(WHAT YOU ARE ASKED TO DO):
Copy out, word for word, the lines of the listing below, beginning with the line that contains "Guideline: for every instance of the aircraft nose" and continuing through the line that contains "column 84, row 113".

— start of RECORDS TO PROCESS —

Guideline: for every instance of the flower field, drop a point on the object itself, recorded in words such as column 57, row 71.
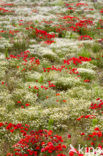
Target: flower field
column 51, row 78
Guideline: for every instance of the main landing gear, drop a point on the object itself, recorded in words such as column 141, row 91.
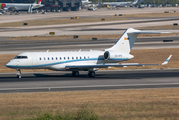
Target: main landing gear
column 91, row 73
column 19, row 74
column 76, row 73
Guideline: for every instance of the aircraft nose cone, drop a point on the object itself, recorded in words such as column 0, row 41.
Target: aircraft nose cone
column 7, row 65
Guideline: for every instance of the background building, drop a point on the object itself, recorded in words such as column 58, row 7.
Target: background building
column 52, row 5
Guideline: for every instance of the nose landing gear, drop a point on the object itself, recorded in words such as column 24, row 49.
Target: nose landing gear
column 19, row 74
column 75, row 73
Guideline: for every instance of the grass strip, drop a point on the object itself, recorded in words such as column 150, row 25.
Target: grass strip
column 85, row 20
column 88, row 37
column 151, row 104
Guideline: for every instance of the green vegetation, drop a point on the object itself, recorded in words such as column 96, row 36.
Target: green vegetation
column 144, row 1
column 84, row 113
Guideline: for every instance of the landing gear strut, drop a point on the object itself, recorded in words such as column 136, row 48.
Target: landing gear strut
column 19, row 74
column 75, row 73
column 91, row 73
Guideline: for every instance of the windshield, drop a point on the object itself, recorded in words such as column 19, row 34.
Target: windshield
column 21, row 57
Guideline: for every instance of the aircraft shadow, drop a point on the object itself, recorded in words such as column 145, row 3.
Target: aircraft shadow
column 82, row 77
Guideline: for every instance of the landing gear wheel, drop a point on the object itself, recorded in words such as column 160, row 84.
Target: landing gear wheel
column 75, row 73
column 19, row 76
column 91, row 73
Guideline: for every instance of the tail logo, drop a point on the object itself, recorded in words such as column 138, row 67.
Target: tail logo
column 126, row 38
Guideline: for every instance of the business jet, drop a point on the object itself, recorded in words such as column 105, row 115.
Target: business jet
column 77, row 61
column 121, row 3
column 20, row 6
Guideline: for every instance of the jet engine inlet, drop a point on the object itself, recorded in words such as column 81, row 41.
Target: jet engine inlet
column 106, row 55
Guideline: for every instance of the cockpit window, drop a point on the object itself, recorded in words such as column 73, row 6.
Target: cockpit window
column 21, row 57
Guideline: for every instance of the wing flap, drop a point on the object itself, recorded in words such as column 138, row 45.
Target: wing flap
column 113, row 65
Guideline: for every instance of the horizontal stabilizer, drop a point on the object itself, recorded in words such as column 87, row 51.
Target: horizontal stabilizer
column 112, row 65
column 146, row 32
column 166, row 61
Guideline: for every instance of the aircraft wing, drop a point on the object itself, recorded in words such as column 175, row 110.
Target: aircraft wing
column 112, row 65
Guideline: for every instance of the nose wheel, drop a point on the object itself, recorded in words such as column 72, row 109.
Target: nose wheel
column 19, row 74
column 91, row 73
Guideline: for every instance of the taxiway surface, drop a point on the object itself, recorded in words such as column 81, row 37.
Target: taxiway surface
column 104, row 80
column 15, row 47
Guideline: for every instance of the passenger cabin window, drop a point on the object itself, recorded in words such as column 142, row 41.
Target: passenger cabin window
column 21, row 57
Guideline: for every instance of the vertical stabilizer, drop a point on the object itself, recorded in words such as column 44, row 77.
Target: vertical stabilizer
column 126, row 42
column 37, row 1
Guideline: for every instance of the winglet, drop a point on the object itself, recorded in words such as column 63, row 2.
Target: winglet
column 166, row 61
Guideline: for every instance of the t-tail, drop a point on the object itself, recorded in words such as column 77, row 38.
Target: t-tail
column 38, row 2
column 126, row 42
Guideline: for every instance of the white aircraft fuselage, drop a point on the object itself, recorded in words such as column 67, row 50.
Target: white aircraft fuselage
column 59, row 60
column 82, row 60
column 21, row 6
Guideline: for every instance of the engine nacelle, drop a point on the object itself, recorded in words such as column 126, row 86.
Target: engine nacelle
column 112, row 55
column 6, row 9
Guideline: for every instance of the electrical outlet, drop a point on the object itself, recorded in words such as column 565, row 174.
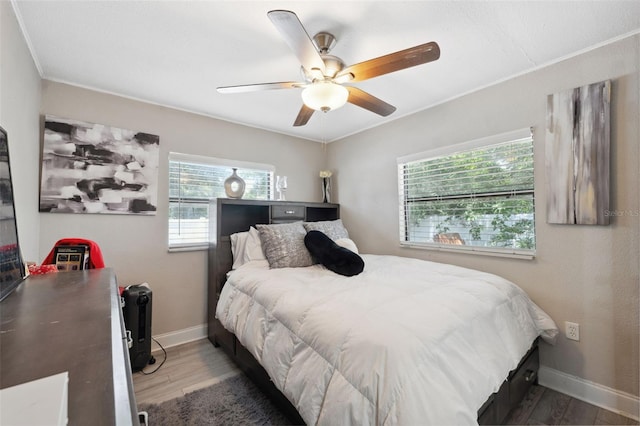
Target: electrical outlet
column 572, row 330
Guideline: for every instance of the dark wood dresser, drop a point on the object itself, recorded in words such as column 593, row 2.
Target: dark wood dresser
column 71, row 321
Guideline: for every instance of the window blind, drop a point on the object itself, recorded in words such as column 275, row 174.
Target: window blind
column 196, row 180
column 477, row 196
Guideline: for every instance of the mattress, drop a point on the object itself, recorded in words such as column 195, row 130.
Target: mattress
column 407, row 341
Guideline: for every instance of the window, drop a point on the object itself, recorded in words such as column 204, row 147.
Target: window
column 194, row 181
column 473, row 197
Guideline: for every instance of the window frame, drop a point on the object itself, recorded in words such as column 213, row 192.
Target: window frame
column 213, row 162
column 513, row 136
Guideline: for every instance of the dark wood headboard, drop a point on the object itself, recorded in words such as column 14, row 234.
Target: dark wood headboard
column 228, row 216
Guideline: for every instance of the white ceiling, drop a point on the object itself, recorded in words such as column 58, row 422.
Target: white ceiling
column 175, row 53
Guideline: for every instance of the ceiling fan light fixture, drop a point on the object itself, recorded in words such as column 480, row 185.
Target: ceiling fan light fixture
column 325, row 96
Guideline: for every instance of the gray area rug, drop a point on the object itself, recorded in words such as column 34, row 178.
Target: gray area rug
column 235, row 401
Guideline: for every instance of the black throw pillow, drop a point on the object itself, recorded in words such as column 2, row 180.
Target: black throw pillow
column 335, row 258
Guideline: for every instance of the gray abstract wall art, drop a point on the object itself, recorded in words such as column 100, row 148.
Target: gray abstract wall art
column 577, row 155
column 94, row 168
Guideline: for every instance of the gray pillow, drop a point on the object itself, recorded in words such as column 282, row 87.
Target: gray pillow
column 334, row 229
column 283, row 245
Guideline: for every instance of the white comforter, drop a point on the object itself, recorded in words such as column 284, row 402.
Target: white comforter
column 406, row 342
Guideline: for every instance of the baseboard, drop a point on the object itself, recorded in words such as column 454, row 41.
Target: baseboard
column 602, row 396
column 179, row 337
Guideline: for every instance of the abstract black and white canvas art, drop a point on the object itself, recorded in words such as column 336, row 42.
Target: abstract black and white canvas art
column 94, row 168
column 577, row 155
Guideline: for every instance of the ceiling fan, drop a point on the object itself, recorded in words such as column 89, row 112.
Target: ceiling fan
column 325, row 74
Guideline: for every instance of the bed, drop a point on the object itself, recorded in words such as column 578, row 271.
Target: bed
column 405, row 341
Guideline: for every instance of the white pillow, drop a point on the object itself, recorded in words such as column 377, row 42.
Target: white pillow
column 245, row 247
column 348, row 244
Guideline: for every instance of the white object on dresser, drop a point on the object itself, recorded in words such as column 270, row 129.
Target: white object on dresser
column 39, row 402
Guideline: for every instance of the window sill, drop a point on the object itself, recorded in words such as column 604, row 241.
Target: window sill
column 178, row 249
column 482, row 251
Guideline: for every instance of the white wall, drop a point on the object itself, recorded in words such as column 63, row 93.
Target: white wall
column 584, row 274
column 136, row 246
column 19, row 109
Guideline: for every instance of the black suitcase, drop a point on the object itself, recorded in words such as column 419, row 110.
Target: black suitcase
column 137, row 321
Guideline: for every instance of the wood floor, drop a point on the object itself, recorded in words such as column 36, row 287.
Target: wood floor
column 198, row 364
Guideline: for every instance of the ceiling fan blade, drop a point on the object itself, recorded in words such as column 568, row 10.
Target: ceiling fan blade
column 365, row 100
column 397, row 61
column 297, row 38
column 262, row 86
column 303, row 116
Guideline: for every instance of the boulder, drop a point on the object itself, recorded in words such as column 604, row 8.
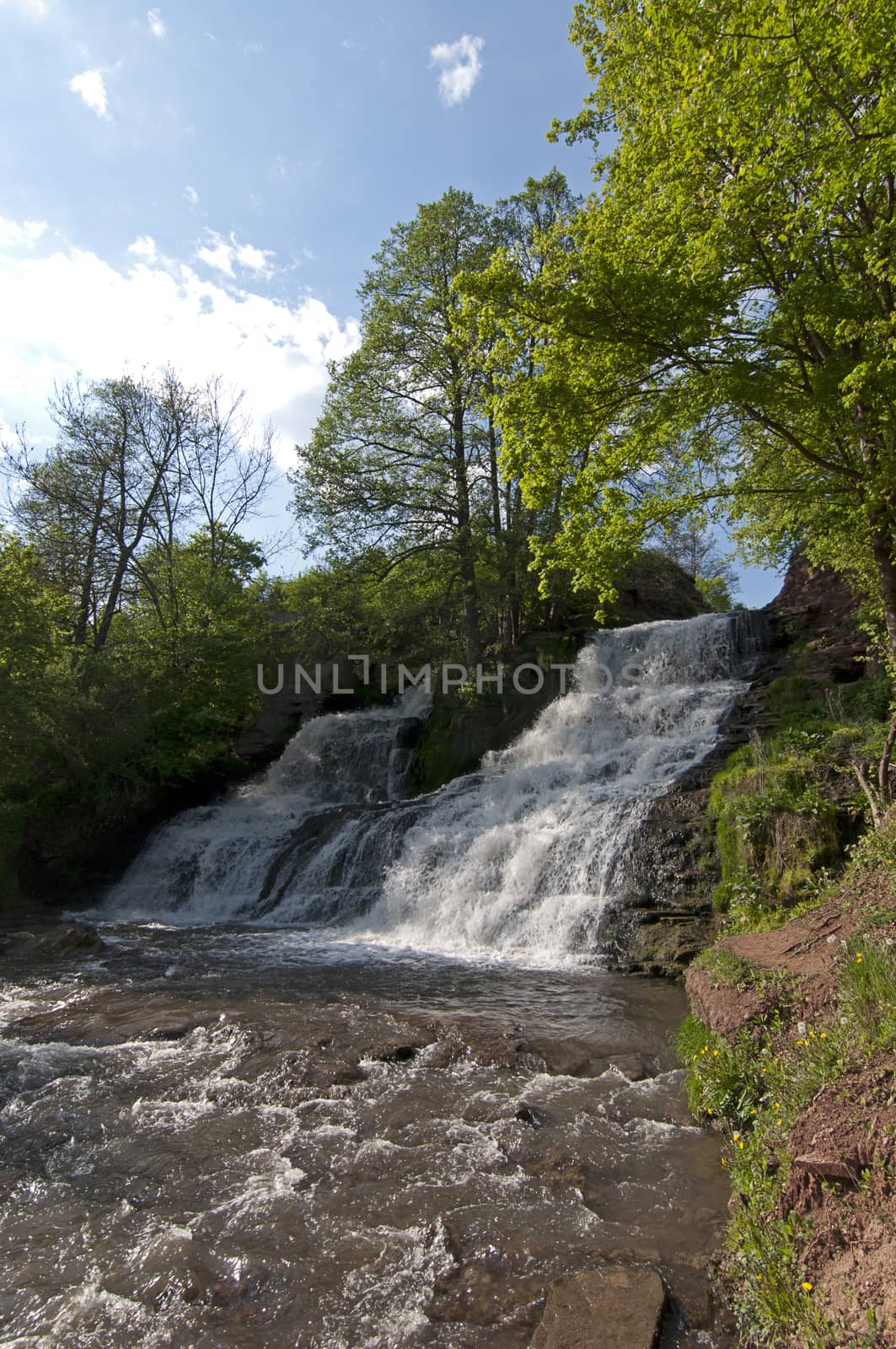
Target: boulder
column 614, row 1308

— end of RECORDS TO PROCESS —

(EXERCISE RESULT):
Guideline: for every instance of the aircraft nose cone, drop a point on the object itself, recorded in words such as column 0, row 41.
Target: aircraft nose cone
column 7, row 65
Guideline: for every instance of the background building, drop a point on the object itself, recorded in words such as column 58, row 7.
Target: background building
column 52, row 5
Guideline: for every instance of the nose landing gear, drop a point on the object itself, recorded in words such as column 24, row 49.
Target: nose landing gear
column 19, row 74
column 75, row 73
Guideline: for every instance of the grass strip, drop a point on the object itself, recorded in words such as column 150, row 25.
Target: grass strip
column 85, row 20
column 88, row 37
column 151, row 104
Guideline: for every instance of the green vegetation, drop a point on the object itself, recorded in words such as column 96, row 36.
Target: green vegetation
column 144, row 1
column 84, row 113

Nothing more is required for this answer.